**Saved entries**

- - -

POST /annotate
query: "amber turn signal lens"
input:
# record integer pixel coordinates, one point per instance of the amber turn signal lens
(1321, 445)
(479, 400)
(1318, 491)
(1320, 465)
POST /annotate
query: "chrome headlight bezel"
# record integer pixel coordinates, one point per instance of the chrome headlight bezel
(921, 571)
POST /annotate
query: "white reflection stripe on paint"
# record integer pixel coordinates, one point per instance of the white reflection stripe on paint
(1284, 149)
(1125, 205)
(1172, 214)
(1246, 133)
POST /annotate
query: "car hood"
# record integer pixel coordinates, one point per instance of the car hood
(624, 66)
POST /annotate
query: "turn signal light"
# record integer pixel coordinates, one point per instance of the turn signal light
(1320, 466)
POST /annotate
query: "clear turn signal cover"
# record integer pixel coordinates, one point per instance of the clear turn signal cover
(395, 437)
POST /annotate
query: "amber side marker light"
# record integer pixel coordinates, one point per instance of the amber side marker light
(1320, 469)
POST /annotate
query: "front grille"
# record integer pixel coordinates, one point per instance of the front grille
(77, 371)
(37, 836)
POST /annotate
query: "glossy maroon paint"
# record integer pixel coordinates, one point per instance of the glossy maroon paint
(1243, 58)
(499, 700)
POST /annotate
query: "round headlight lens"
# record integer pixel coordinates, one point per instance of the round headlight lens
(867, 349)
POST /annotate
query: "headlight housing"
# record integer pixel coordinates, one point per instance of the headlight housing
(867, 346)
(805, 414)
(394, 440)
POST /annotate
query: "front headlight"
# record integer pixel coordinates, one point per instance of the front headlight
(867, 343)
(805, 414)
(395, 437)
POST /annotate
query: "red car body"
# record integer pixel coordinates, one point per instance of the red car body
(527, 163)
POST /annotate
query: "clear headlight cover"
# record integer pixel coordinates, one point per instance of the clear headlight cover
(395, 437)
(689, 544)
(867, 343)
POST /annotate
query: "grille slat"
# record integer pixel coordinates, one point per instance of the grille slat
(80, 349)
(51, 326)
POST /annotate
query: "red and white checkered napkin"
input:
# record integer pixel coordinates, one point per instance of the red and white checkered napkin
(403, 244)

- - -

**Requirement**
Retyping the data above exactly and in full is the task.

**Solution**
POST /annotate
query: "amber turn signal lens"
input:
# record integer pixel coordinates, one point per instance of the amber turn signal lens
(1321, 445)
(479, 400)
(1318, 491)
(1320, 465)
POST /annotate
query: "chrome headlight bezel"
# record integer pixel coordinates, one point per instance of the chrome headlight bezel
(921, 571)
POST /annotate
query: "white reflection stripe on paint"
# record integer pixel coordinates, one point per instance of the white reflection stripe on paint
(1284, 149)
(1125, 205)
(1172, 214)
(1246, 133)
POST /annotate
query: "car hood"
# record integer pixel coordinates, one point per instance of the car hood
(624, 66)
POST /annotate
query: "turn signal light"
# record integer pixel coordinates, one point per instance of the turn signal light
(1320, 466)
POST /annotate
query: "clear turn signal cover"
# record integer pixel coordinates, one point per instance of the clear turn signal cover
(395, 437)
POST /annotate
query: "amber side marker light"
# record integer pixel coordinates, one point per instance of the amber side marker light
(1320, 469)
POST /annotate
query: "front grille"
# record integer pixel coordinates, one point per instance of the front grille
(77, 371)
(37, 836)
POST /annotate
query: "glossy maroon paint"
# record integer pixel coordinates, one point per instance of the glossy maroon paint
(1243, 58)
(499, 700)
POST /annotate
query: "round headlight lens"
# record integer pixel coordinates, one point per instance of the round headlight lens
(867, 349)
POST /annotate
query: "headlight housing"
# record integer pixel coordinates, one point per instance of the headlight housing
(867, 346)
(805, 414)
(394, 440)
POST /annotate
query: "front headlight"
# record integer pixel coordinates, one point per instance of the front headlight
(867, 343)
(805, 414)
(395, 437)
POST /annotate
query: "red car body"
# record integer pixel coordinates, one point per instance of the red car body
(527, 163)
POST /annotate
query: "clear headlight cover"
# record integer pixel coordinates, one point per instance of the clear headlight cover
(395, 437)
(689, 544)
(867, 343)
POST /annotate
query: "grille slat"
# record integer pixel coordinates, one point per instance of the grille slat
(80, 349)
(51, 326)
POST /annotate
query: "red and white checkered napkin"
input:
# record integer pixel coordinates, one point per instance of the red and white checkered napkin
(403, 244)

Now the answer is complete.